> Problem to work on
Present the lines of the data below as a numbered list, omitting any blank lines.

[Pointing data]
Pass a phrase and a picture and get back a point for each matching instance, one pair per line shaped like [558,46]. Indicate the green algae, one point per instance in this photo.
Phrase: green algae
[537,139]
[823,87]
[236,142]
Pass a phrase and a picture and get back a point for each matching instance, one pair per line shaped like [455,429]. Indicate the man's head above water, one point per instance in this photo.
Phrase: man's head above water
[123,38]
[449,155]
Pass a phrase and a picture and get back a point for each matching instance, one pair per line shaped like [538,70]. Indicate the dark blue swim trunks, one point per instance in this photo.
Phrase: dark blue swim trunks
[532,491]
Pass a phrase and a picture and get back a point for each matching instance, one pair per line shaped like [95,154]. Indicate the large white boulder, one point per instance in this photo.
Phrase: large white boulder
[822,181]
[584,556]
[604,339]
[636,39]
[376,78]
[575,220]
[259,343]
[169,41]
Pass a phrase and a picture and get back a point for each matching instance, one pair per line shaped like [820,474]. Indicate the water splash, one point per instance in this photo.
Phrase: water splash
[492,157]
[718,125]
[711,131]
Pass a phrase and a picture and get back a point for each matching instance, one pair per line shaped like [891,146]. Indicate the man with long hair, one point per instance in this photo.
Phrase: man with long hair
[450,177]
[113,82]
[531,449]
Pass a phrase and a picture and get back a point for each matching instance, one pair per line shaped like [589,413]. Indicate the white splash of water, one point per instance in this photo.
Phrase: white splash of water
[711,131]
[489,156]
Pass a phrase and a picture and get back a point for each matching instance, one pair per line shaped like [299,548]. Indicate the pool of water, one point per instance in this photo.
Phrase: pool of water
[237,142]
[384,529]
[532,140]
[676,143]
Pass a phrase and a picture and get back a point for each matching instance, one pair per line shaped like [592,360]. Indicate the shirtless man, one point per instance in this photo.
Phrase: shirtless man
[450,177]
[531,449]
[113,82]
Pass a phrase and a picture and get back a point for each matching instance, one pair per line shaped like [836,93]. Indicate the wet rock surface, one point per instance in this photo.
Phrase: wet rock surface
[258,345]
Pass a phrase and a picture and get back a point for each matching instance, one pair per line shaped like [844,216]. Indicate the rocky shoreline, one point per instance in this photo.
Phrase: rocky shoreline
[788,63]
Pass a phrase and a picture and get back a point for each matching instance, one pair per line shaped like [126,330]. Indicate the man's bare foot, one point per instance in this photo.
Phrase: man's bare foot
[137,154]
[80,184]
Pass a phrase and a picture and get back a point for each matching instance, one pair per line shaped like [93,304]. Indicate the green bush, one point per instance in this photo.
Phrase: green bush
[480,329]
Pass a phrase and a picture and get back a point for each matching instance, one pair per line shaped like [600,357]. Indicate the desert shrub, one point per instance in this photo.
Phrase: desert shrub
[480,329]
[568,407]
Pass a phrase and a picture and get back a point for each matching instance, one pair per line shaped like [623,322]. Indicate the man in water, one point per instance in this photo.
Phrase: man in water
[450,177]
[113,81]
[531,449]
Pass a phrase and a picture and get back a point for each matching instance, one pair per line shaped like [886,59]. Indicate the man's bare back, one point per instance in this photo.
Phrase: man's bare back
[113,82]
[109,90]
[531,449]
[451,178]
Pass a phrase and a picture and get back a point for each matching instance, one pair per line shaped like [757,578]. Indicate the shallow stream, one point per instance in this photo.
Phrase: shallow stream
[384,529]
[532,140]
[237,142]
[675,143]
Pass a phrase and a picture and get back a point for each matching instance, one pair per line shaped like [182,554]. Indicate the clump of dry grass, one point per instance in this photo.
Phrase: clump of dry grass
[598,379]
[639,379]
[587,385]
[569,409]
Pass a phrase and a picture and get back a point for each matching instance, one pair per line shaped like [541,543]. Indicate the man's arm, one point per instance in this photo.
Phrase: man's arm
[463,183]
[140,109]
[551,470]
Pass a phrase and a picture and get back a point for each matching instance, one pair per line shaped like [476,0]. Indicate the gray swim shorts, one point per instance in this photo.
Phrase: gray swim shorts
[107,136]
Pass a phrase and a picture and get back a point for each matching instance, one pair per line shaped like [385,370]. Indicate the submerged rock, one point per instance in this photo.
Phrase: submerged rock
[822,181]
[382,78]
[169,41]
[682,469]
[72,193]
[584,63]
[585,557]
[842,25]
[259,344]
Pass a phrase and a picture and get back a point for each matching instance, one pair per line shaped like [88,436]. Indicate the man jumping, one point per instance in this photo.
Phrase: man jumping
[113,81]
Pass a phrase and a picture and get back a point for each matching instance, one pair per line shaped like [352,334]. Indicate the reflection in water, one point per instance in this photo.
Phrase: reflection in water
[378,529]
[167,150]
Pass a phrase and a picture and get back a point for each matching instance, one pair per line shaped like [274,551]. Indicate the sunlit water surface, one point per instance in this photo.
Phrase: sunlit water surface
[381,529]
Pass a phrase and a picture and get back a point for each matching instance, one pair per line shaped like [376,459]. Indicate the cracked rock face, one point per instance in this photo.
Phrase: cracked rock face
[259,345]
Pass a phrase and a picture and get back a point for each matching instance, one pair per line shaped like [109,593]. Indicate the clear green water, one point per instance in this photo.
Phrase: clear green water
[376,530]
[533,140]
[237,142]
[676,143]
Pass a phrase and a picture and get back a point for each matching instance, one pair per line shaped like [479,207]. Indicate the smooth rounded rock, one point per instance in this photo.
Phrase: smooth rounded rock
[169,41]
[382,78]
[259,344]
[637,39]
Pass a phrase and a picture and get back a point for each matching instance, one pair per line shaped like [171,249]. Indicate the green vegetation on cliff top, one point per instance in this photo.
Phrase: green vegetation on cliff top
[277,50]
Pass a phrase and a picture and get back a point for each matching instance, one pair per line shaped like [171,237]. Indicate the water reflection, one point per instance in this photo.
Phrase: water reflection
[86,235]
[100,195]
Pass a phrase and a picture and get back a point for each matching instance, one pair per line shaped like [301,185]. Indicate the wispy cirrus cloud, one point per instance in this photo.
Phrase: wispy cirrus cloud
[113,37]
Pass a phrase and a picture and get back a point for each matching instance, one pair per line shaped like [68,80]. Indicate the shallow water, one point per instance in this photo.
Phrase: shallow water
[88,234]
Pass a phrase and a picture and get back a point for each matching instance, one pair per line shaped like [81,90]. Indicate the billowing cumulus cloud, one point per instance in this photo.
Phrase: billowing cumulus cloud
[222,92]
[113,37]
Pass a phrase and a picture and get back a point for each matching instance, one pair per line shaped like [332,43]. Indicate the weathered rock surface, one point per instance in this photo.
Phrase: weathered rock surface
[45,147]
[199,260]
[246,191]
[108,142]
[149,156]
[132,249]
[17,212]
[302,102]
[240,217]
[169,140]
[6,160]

> Answer to this exercise
1. Pass a phrase and a picture and get back a point for each matching instance, one pair per line shaped like [558,46]. Indicate the green algae, one point per instance in this photo.
2. Phrase: green algae
3. [537,139]
4. [823,87]
5. [236,142]
6. Pass a phrase and a picture and get back a point for each matching instance, one pair per line shaped like [455,429]. Indicate the man's head above water, one point per instance in this photo.
7. Phrase: man's head above water
8. [123,38]
9. [449,155]
10. Pass a phrase and a picture and get back a point for each matching instance, one pair per line shaped like [538,70]. Indicate the dark blue swim trunks, one point per instance in this photo.
11. Phrase: dark blue swim trunks
12. [532,491]
13. Pass a phrase and a picture and get back a point for each matching instance, one pair per line shaped like [95,154]. Indicate the large white boulder, one point per instance in this photo.
14. Phrase: large white boulder
15. [822,181]
16. [584,556]
17. [604,339]
18. [636,39]
19. [376,78]
20. [575,220]
21. [259,343]
22. [169,41]
23. Pass a phrase and a picture and get back a point for each matching instance, one pair per line shaped like [820,474]. Indicate the water splash, one point per instance in this photo.
24. Phrase: water splash
25. [492,157]
26. [718,125]
27. [711,131]
28. Pass a phrase and a picture and get back a point for each matching instance, one pair per line shaped like [891,146]. Indicate the man with long hair, one point per instance in this photo.
29. Phrase: man with long hair
30. [450,177]
31. [113,82]
32. [531,449]
33. Pass a phrase and a picture and get back a point for each matching instance, one pair per line shaped like [589,413]. Indicate the white splash of water, one point per instance in this photo.
34. Phrase: white splash of water
35. [711,131]
36. [489,156]
37. Pass a phrase and a picture and get back a point for each matching instance, one pair per line shaped like [299,548]. Indicate the pool of water, one point per instance in this photo.
38. Phrase: pool of water
39. [237,142]
40. [384,529]
41. [532,140]
42. [676,143]
43. Pass a phrase and a picture and get back a point for each matching instance, one pair per line shaped like [592,360]. Indicate the shirtless man, one point per instance in this photo.
44. Phrase: shirtless man
45. [450,177]
46. [531,449]
47. [113,82]
48. Pass a phrase and a picture and get back a point for each matching instance, one pair per line shaped like [836,93]. Indicate the wet rock surface, one point per instance in this photo.
49. Phrase: wet rock surface
50. [258,345]
51. Pass a phrase and a picture and get back a point for each matching instance, one pair per line shaped like [844,216]. Indicate the rocky shoreline, one point per instance in this photo.
52. Phrase: rocky shoreline
53. [788,63]
54. Pass a phrase and a picture and get back a point for each matching instance, one pair per line shaped like [126,330]. Indicate the man's bare foot, one point per instance in this photo.
55. Phrase: man's bare foot
56. [137,154]
57. [80,184]
58. Pass a phrase and a picture and get back a point for each matching instance, one pair per line shaped like [93,304]. Indicate the green bush, one point per instance in this photo.
59. Phrase: green bush
60. [480,329]
61. Pass a phrase and a picture and get back a point for each matching instance, one pair per line shaped like [600,357]. Indicate the desert shrub, one point per instance in this photo.
62. Phrase: desert shrub
63. [480,329]
64. [568,407]
65. Pass a phrase and a picture and get back a point for each matching instance, one pair per line shaped like [623,322]. Indicate the man in water, one point per instance in this photo.
66. Phrase: man in water
67. [450,177]
68. [113,81]
69. [531,449]
70. Pass a phrase and a picture and get back a point for each matching instance, one pair per line shaped like [886,59]. Indicate the man's bare back, one point per instance in this photo.
71. Phrase: man's bare back
72. [113,82]
73. [109,90]
74. [531,449]
75. [451,178]
76. Pass a phrase and a picture and get back a point for each matching instance, one pair per line shaped like [757,578]. Indicate the shallow stream, one point per instance in this photo.
77. Phrase: shallow stream
78. [384,529]
79. [532,140]
80. [237,142]
81. [675,143]
82. Pass a phrase and a picture and get back a point for each matching instance, one pair per line shaped like [182,554]. Indicate the clump of dry grass, one point per instance in this photo.
83. Phrase: clump of dry grass
84. [598,379]
85. [639,379]
86. [587,385]
87. [569,409]
88. Pass a phrase and a picture and get back a point for each matching instance, one pair per line shaped like [541,543]. Indicate the man's arm, one point per instance in this photo.
89. Phrase: man's arm
90. [463,183]
91. [140,109]
92. [551,470]
93. Pass a phrase and a picture and get back a point for each matching instance, one pair per line shaped like [476,0]. Indicate the gray swim shorts, one point per instance in this photo.
94. Phrase: gray swim shorts
95. [107,136]
96. Pass a phrase and a picture and get back a point for each matching instance, one pair per line shaped like [385,370]. Indicate the submerged rock, one point per instance in this photo.
97. Phrase: submerged rock
98. [822,181]
99. [382,78]
100. [169,41]
101. [682,469]
102. [72,193]
103. [584,63]
104. [585,557]
105. [842,25]
106. [259,344]
107. Pass a phrase and a picture and get back a point for each matching instance, one pair per line shaped like [88,436]. Indicate the man jumping, one point per instance in this photo.
108. Phrase: man jumping
109. [113,81]
110. Pass a phrase and a picture and get back a point for each matching instance, one pair per line shaped like [352,334]. Indicate the reflection in water, one point per instance in this photo.
111. Phrase: reflection in water
112. [378,529]
113. [167,150]
114. Pass a phrase and a picture and get back a point for each matching instance, one pair per line shaped like [274,551]. Indicate the sunlit water surface, one point per instance in this photo.
115. Phrase: sunlit water surface
116. [381,529]
117. Pass a phrase and a picture and get back a point for each matching instance, one pair per line shaped like [376,459]. Indicate the cracked rock face, one point per instance in this photo.
118. Phrase: cracked rock face
119. [259,345]
120. Pass a phrase and a picture and get back a point for each matching instance, one pair per line shaped like [109,593]. Indicate the clear green water, one point per instance in this photo.
121. Phrase: clear green water
122. [376,530]
123. [533,140]
124. [237,142]
125. [676,143]
126. Pass a phrase and a picture and get back a point for each matching instance, one pair per line shaped like [479,207]. Indicate the smooth rounded rock, one point per instance in this photo.
127. Phrase: smooth rounded rock
128. [169,41]
129. [382,78]
130. [259,344]
131. [637,39]
132. Pass a phrase and a picture and get back a point for each matching instance, one pair per line shaped like [171,249]. Indicate the green vegetation on cliff top, one point per instance in this photo.
133. Phrase: green vegetation on cliff top
134. [277,50]
135. Pass a phrase and a picture and get back a point for each matching instance, one pair per line shaped like [171,237]. Indicate the water reflection, one point per instance in this photo.
136. Phrase: water reflection
137. [86,235]
138. [100,195]
139. Pass a phrase and a picture and get back a point for each matching instance, one pair per line shaped like [301,185]. Indicate the wispy cirrus cloud, one point per instance in this photo.
140. Phrase: wispy cirrus cloud
141. [113,37]
142. Pass a phrase and a picture and get back a point for each matching instance, one pair per line shaped like [68,80]. Indicate the shallow water, one point per instance in this photo.
143. Phrase: shallow water
144. [88,234]
145. Pass a phrase and a picture and get back a point for each matching instance, one pair per line shaped like [81,90]. Indicate the billowing cumulus cloud, one point per instance in this photo.
146. Phrase: billowing cumulus cloud
147. [222,92]
148. [113,37]
149. Pass a phrase and a picture and get back a point for each matching instance, one pair per line shaped like [332,43]. Indicate the weathered rock surface, one point per instance in this photo.
150. Phrase: weathered rock surface
151. [45,147]
152. [199,260]
153. [246,191]
154. [108,142]
155. [149,156]
156. [132,249]
157. [17,212]
158. [302,102]
159. [240,217]
160. [169,140]
161. [6,160]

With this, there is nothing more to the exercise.